TEXT EXCERPT -
Segment Open

And it wasn't just a nice suite. The food was great. What was even better regarding food, though, was that they were fine with us ordering delivery, which really helps when there's a baby in the picture. In fact, they weren't just cool with it; they would receive the delivery food at the front desk and bring it to our outdoor dining area with dishes and silverware and glasses and everything we needed, and then they cleaned it up before morning. The service at Purist was impeccable. They also took Penelope off our hands during breakfast - they adored her! I mean, who doesn't? But they made her love them, too, and gave Mommy and Daddy time off, which never happens.


Purist also hooked us up with the best driver and guide on the island, Gede Gunasta, a.k.a. Gooday Bali.



We had a hard time figuring out which waterfalls to visit with the Bubs, but Gede knows all the waterfalls in Bali - and he's a dad, too, so he understood exactly what we needed. Therefore, we can say with confidence that Tibumana Waterfall and Kanto Lampo Waterfall are easy hikes with an infant in tow. Tibumana is a picture-perfect ribbon waterfall with a peaceful cove for a splash pool, and Kanto Lampo is a wide cascade that you can climb on - very popular with the 'look-how-hot-and-wild-I-am' snap-a-gram crowd.



Rice terraces are popular in Bali - surprise! The Tegallalang rice fields are well-known and easy to trek with a baby. We found the rice terraces in Bali to be nice but no match for those in the north of Vietnam. If you're new to rice terraces, do go. If you've been to Sa Pa or thereabouts, prioritize the temples and waterfalls if you don't have unlimited time.


Even after a fair amount of standard SE Asia temple fatigue - a real condition afflicting many sufferers - the temples near Ubud were pretty impressive. Our first temple stop was Pura Gunung Kawi, where Penelope made friends with several monkey statues.



Pura Tirta Empul is the main event for Ubud-area temples. We participated in the full-on purification ritual, and we brought baby Penelope along for splashes. We found it pretty funny that some of the pop-tart tourists in front of us were so aghast at how 'disrespectful' they thought we were being -- as though their insta-chat feeds are evidence of devout Hinduism or some nonsense. All the Balinese people there (and many of the other visitors) loved seeing Bubs' fascination with the water and her joy from being in the pool as we moved through the purification ceremony.

Segment Closed

Data items -

Segment Open

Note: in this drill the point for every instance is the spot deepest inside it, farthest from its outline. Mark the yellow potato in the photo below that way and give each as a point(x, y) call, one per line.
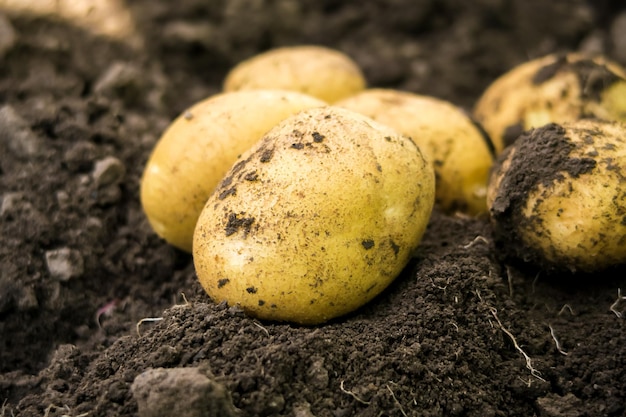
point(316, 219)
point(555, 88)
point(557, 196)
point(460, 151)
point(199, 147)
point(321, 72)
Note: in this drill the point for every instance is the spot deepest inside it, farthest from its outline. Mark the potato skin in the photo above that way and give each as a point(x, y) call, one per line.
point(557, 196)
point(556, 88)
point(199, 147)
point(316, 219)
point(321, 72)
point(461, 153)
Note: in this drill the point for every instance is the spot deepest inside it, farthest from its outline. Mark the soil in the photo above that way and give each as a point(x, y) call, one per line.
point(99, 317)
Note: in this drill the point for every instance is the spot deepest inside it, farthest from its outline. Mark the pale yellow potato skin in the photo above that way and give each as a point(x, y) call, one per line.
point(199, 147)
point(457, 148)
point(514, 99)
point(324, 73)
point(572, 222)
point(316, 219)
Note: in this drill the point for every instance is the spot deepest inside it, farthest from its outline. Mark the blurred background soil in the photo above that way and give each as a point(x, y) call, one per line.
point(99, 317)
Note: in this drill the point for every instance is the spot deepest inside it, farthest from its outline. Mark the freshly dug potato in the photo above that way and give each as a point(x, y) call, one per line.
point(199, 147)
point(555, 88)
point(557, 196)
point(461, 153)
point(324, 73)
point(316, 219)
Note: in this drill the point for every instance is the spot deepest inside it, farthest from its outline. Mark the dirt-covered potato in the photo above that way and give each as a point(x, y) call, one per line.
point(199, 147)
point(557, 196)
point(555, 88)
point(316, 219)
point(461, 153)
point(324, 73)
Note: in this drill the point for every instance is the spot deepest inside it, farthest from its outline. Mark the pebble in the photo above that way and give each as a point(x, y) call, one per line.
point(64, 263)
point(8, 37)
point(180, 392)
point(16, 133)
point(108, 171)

Segment Closed
Segment Open

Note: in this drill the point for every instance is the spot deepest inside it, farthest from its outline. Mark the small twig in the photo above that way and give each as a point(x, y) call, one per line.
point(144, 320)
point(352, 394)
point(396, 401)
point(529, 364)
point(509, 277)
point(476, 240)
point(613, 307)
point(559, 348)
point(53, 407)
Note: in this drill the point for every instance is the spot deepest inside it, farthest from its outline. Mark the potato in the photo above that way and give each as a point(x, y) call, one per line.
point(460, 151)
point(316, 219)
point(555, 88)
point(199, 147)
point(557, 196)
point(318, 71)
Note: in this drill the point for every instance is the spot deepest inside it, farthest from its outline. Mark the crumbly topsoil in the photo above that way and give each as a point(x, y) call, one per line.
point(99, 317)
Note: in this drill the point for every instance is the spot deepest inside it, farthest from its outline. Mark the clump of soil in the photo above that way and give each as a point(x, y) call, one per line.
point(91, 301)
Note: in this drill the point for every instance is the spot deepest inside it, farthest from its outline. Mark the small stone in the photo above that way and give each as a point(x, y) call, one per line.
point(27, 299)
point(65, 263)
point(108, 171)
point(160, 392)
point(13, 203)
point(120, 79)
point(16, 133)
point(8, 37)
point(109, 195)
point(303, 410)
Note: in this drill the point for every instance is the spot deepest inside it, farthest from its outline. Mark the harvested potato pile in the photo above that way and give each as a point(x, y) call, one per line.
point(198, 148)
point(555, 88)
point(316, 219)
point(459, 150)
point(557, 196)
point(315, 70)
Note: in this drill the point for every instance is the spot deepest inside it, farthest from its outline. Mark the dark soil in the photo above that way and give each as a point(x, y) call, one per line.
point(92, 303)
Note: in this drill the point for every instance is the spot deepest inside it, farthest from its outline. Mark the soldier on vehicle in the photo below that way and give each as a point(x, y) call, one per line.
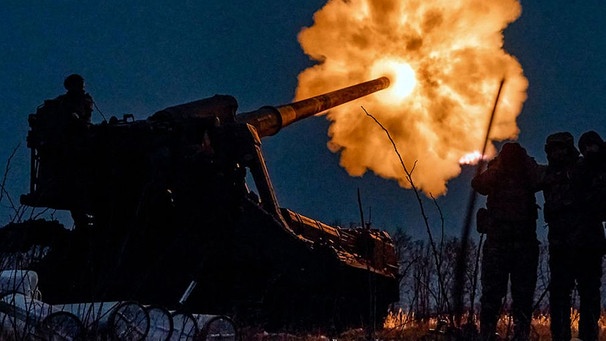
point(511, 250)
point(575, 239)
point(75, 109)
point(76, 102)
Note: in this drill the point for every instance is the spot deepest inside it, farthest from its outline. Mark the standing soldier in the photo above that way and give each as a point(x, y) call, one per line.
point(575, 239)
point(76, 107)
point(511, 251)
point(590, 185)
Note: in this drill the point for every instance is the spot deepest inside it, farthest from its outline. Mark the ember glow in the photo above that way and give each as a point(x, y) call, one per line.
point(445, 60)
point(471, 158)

Segment Closed

WHAT IS REQUIRED -
Rewrite the Bali travel text from "Rice terraces are" up to and including "several monkey statues.", substituting "temple exhaustion" for "temple fatigue".

RESPONSE -
Rice terraces are popular in Bali - surprise! The Tegallalang rice fields are well-known and easy to trek with a baby. We found the rice terraces in Bali to be nice but no match for those in the north of Vietnam. If you're new to rice terraces, do go. If you've been to Sa Pa or thereabouts, prioritize the temples and waterfalls if you don't have unlimited time.


Even after a fair amount of standard SE Asia temple exhaustion - a real condition afflicting many sufferers - the temples near Ubud were pretty impressive. Our first temple stop was Pura Gunung Kawi, where Penelope made friends with several monkey statues.